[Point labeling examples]
···
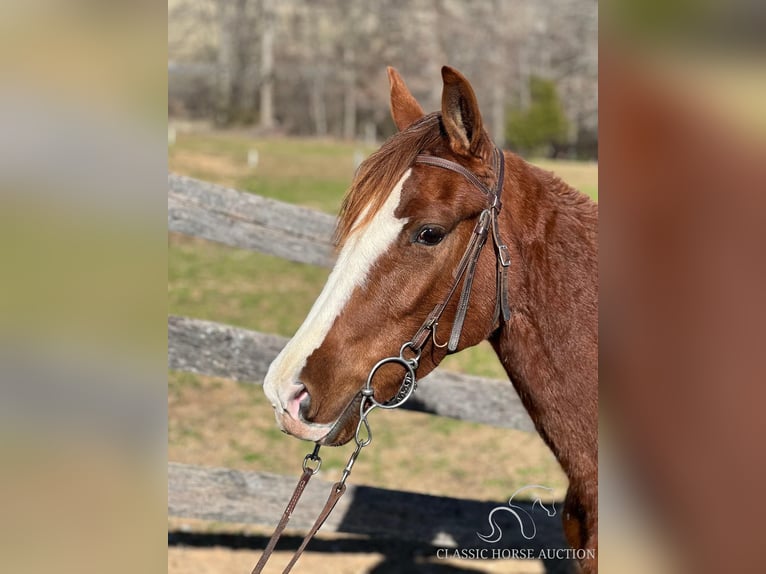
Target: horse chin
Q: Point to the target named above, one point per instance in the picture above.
(343, 429)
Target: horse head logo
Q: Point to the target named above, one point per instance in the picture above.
(516, 511)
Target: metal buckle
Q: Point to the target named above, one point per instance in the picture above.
(504, 255)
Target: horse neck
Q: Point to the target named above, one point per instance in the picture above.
(549, 347)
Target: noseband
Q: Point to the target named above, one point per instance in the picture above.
(409, 354)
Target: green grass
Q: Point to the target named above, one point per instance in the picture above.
(256, 291)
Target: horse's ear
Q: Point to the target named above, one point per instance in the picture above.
(405, 110)
(460, 113)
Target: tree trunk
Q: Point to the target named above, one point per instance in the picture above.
(224, 64)
(267, 66)
(349, 91)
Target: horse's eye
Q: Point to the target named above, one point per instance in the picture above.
(431, 235)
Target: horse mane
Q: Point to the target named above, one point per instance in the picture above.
(379, 173)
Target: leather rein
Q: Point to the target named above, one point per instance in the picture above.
(409, 353)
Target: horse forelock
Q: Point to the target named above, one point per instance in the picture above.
(379, 173)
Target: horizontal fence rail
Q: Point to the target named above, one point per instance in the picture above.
(248, 221)
(229, 495)
(209, 348)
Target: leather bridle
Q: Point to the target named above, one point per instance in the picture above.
(488, 221)
(409, 354)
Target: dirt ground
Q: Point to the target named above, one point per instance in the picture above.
(217, 422)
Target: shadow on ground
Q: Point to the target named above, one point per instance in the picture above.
(407, 556)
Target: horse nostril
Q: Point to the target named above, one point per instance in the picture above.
(303, 398)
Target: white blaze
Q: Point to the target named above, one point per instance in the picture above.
(363, 247)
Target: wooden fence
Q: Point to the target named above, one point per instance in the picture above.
(299, 234)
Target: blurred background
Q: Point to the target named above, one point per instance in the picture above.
(303, 68)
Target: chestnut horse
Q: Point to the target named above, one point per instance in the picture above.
(402, 233)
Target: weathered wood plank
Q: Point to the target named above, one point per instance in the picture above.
(230, 352)
(249, 221)
(229, 495)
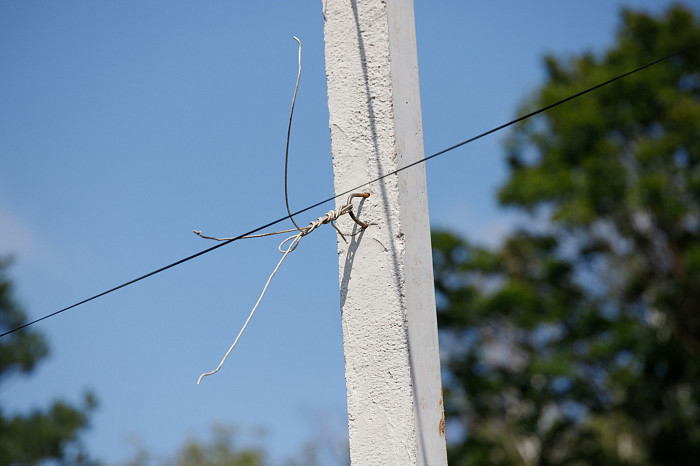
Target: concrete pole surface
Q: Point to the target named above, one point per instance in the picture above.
(392, 365)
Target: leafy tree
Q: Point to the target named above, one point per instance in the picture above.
(223, 449)
(51, 434)
(577, 341)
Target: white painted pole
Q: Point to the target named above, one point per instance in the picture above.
(392, 365)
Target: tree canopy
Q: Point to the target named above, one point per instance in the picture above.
(577, 341)
(40, 435)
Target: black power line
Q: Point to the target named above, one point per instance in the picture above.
(356, 188)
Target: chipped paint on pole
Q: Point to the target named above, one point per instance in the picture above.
(392, 366)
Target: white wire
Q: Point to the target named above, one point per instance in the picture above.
(295, 240)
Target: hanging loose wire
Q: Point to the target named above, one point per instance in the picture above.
(289, 130)
(330, 217)
(357, 188)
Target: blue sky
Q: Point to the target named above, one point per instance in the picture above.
(126, 125)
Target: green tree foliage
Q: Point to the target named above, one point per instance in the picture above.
(224, 448)
(41, 435)
(577, 341)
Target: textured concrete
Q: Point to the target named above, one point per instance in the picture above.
(392, 366)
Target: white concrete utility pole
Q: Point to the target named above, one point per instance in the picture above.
(392, 365)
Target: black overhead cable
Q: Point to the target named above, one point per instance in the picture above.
(356, 188)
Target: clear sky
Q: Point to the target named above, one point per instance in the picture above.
(126, 125)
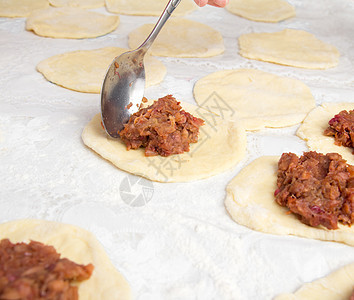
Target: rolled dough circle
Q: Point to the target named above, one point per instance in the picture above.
(180, 38)
(289, 47)
(70, 22)
(257, 98)
(311, 130)
(148, 7)
(84, 70)
(78, 3)
(250, 202)
(336, 286)
(221, 145)
(78, 245)
(262, 10)
(20, 8)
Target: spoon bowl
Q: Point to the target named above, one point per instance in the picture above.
(124, 85)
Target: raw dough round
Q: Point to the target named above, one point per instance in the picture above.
(262, 10)
(71, 23)
(257, 98)
(78, 3)
(148, 7)
(78, 245)
(84, 70)
(20, 8)
(250, 202)
(290, 47)
(336, 286)
(221, 145)
(180, 38)
(315, 124)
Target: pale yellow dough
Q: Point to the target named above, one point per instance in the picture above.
(181, 38)
(85, 70)
(148, 7)
(257, 98)
(250, 202)
(336, 286)
(315, 124)
(78, 245)
(20, 8)
(290, 47)
(71, 23)
(262, 10)
(78, 3)
(220, 147)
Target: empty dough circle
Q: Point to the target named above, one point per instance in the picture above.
(221, 145)
(84, 70)
(289, 47)
(78, 3)
(257, 98)
(20, 8)
(78, 245)
(250, 202)
(70, 22)
(336, 286)
(180, 38)
(315, 124)
(262, 10)
(148, 7)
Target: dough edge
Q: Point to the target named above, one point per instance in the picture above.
(77, 244)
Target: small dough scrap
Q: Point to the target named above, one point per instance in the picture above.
(315, 124)
(70, 23)
(180, 38)
(78, 245)
(78, 3)
(250, 202)
(336, 286)
(258, 98)
(221, 145)
(20, 8)
(262, 10)
(148, 7)
(84, 70)
(289, 47)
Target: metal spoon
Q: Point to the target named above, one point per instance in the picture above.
(124, 84)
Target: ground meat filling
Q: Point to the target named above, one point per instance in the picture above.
(35, 271)
(318, 188)
(341, 127)
(162, 128)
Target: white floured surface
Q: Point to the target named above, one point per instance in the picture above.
(181, 244)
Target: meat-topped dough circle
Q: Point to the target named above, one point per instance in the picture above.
(180, 38)
(148, 7)
(257, 98)
(84, 70)
(262, 10)
(20, 8)
(77, 3)
(289, 47)
(316, 123)
(70, 22)
(78, 245)
(221, 145)
(250, 202)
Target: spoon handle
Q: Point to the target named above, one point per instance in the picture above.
(171, 6)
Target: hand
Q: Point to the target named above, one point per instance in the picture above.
(217, 3)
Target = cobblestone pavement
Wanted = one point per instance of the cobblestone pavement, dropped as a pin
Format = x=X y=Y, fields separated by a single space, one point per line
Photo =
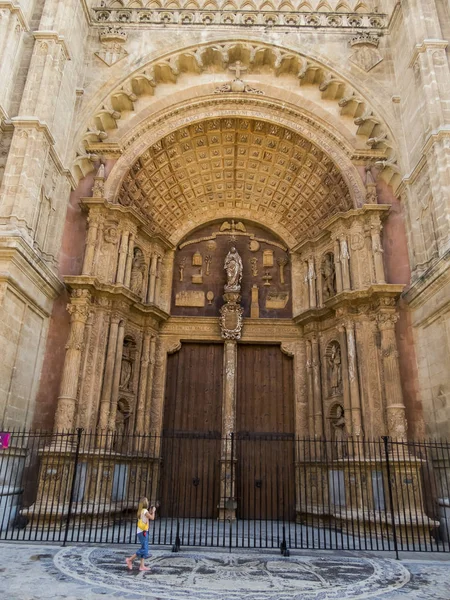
x=36 y=572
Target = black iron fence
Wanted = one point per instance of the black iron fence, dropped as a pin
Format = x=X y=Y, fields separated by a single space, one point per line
x=246 y=490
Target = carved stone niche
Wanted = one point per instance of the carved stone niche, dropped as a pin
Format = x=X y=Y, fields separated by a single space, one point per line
x=138 y=269
x=122 y=426
x=328 y=276
x=127 y=370
x=333 y=357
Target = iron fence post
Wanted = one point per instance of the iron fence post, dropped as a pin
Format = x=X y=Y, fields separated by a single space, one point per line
x=385 y=439
x=72 y=489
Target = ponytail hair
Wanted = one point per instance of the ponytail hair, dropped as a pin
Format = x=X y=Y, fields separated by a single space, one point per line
x=143 y=503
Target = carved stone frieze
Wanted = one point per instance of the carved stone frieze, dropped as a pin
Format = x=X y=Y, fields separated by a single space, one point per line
x=260 y=14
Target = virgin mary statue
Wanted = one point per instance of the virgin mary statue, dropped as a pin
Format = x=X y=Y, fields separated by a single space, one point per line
x=233 y=267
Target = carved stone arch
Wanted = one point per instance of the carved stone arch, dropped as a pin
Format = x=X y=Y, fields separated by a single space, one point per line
x=350 y=96
x=151 y=133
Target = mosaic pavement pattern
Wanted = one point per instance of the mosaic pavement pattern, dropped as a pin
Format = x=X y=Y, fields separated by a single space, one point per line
x=88 y=573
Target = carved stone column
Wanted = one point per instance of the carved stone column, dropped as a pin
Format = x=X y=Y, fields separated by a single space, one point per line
x=150 y=379
x=109 y=371
x=116 y=376
x=319 y=282
x=312 y=282
x=309 y=387
x=377 y=250
x=227 y=504
x=152 y=279
x=95 y=355
x=345 y=381
x=344 y=259
x=318 y=413
x=129 y=261
x=337 y=266
x=123 y=254
x=395 y=407
x=229 y=388
x=355 y=398
x=79 y=309
x=91 y=242
x=143 y=380
x=158 y=280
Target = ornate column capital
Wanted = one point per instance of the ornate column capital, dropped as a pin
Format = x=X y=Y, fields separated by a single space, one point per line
x=387 y=321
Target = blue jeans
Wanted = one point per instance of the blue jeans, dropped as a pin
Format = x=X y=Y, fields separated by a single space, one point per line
x=143 y=540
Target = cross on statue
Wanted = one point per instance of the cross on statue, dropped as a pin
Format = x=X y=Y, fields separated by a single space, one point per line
x=238 y=68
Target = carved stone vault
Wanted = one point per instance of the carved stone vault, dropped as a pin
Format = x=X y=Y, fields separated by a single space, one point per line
x=235 y=163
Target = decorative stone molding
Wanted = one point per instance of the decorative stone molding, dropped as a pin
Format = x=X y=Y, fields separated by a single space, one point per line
x=112 y=39
x=213 y=151
x=198 y=59
x=263 y=15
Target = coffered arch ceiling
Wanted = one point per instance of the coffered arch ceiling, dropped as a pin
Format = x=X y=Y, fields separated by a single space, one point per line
x=136 y=93
x=235 y=166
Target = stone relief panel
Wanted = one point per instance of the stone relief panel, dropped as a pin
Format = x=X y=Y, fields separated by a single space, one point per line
x=199 y=275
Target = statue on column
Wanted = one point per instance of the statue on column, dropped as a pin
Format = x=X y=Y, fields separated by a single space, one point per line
x=335 y=369
x=338 y=432
x=137 y=272
x=233 y=267
x=328 y=277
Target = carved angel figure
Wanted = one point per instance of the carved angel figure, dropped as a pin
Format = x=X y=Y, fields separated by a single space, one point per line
x=233 y=267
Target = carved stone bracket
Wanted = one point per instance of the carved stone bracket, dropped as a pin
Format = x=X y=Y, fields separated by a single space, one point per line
x=231 y=319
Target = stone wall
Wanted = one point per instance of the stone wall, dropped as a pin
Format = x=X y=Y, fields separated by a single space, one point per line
x=81 y=88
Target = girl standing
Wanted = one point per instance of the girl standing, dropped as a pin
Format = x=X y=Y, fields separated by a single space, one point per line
x=144 y=517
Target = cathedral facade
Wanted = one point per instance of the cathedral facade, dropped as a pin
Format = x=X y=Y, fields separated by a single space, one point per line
x=223 y=216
···
* GOAL OF THE EXERCISE *
Copy, character for character, the lines from the line that holds "Target = coffered arch ceiling" through the final line of the records above.

* ANSWER IN FULL *
Target = coffered arch ceiling
Wanted = one point per instance of the coffered arch ceiling, dropped as a pin
Format = x=X y=Y, fields separated by a single space, one point per line
x=136 y=93
x=235 y=166
Target = stone relief panel
Wanted = one point per instance of the stone relief panel, dropped as a pin
Format = x=X y=Y, fields separated by a single space, one point per line
x=199 y=275
Target = statue on column
Wanted = one point per instance of the statue on column, dropped as a pin
Format = x=X y=Y, fields separated by a single space, one point per line
x=335 y=369
x=338 y=432
x=137 y=272
x=233 y=267
x=328 y=277
Target = carved angel figure
Wanted = one point per instance of the carved angel figure, dropped as a pin
Format = x=X y=Y, fields separated by a single space, one point per line
x=233 y=267
Target = carved stone bracket
Wanted = one point per instance of the carved stone bracket, dropped as a pin
Format = x=X y=Y, fields separated by a single space, one point per line
x=231 y=319
Target = stone wall
Wanted = one point per instance of the stone wall, dropped as a pin
Format = x=X y=Y, fields separated by a single space, one point per line
x=81 y=88
Target = girl standing
Wanted = one point per instance of the girl standing, dropped as a pin
Format = x=X y=Y, fields separated by a single space, one point per line
x=144 y=517
Target = cathedral facade
Wanted = one point per instance of the cathedral facade, dropped as a pin
Format = x=X y=Y, fields separated by a single space, one point per line
x=223 y=216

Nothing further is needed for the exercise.